**Directions for this task:**
Rewrite all of the records below, swapping "white sea foam" for "foamy whitewater" and keeping everything else the same. Omit the pictures from your answer.

[Point placement records]
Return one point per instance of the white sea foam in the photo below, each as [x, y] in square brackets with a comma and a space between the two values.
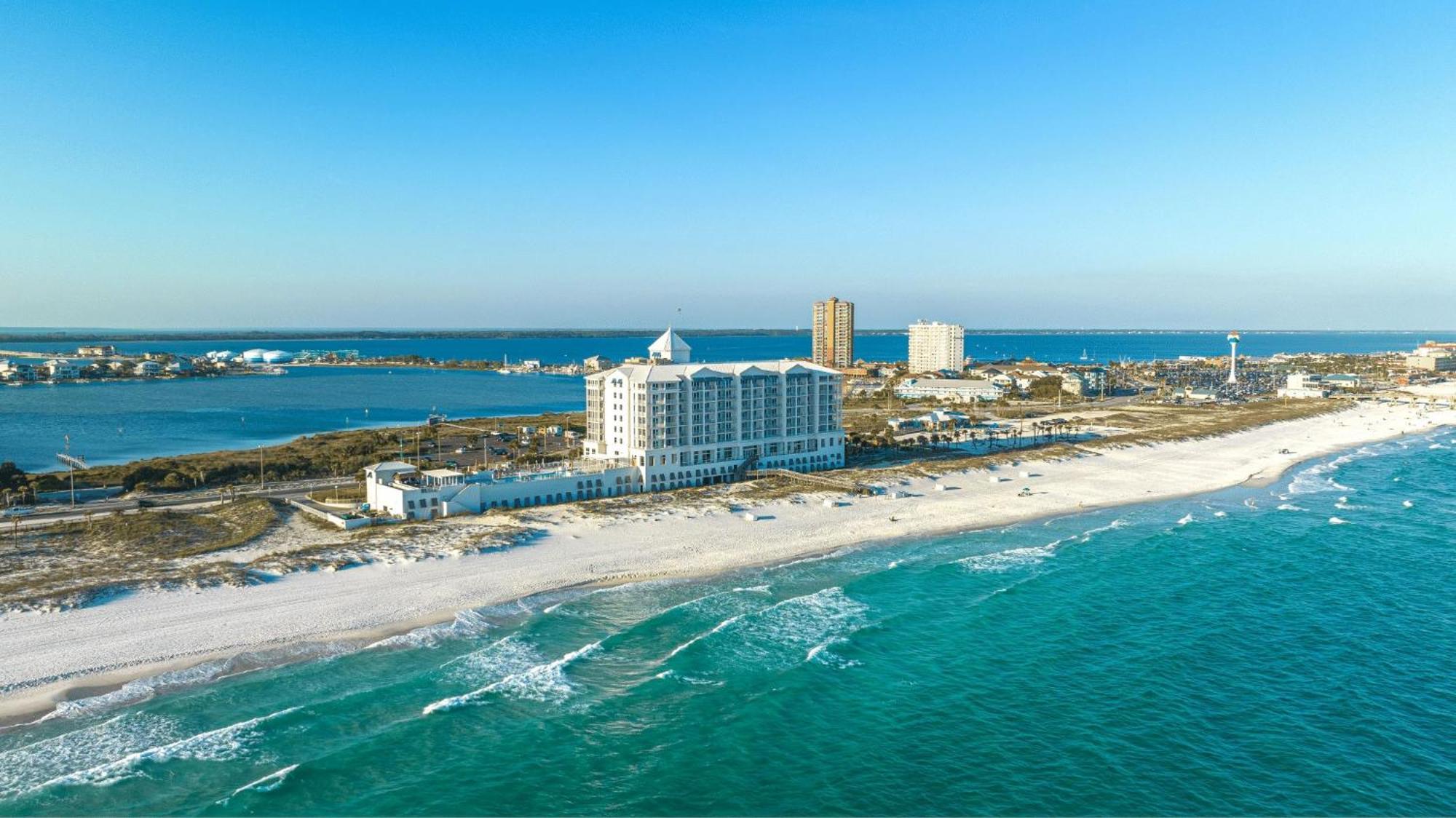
[493, 663]
[542, 683]
[997, 563]
[786, 632]
[701, 637]
[30, 766]
[222, 744]
[1090, 533]
[1317, 480]
[467, 624]
[141, 691]
[267, 784]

**Written response:**
Return one point per instance of the foamy whitewater in the photo below, each as [x, y] in square brackets with a comma and a space between the two values.
[493, 663]
[542, 683]
[997, 563]
[786, 632]
[701, 637]
[30, 766]
[222, 744]
[1090, 533]
[1317, 480]
[467, 624]
[141, 691]
[267, 784]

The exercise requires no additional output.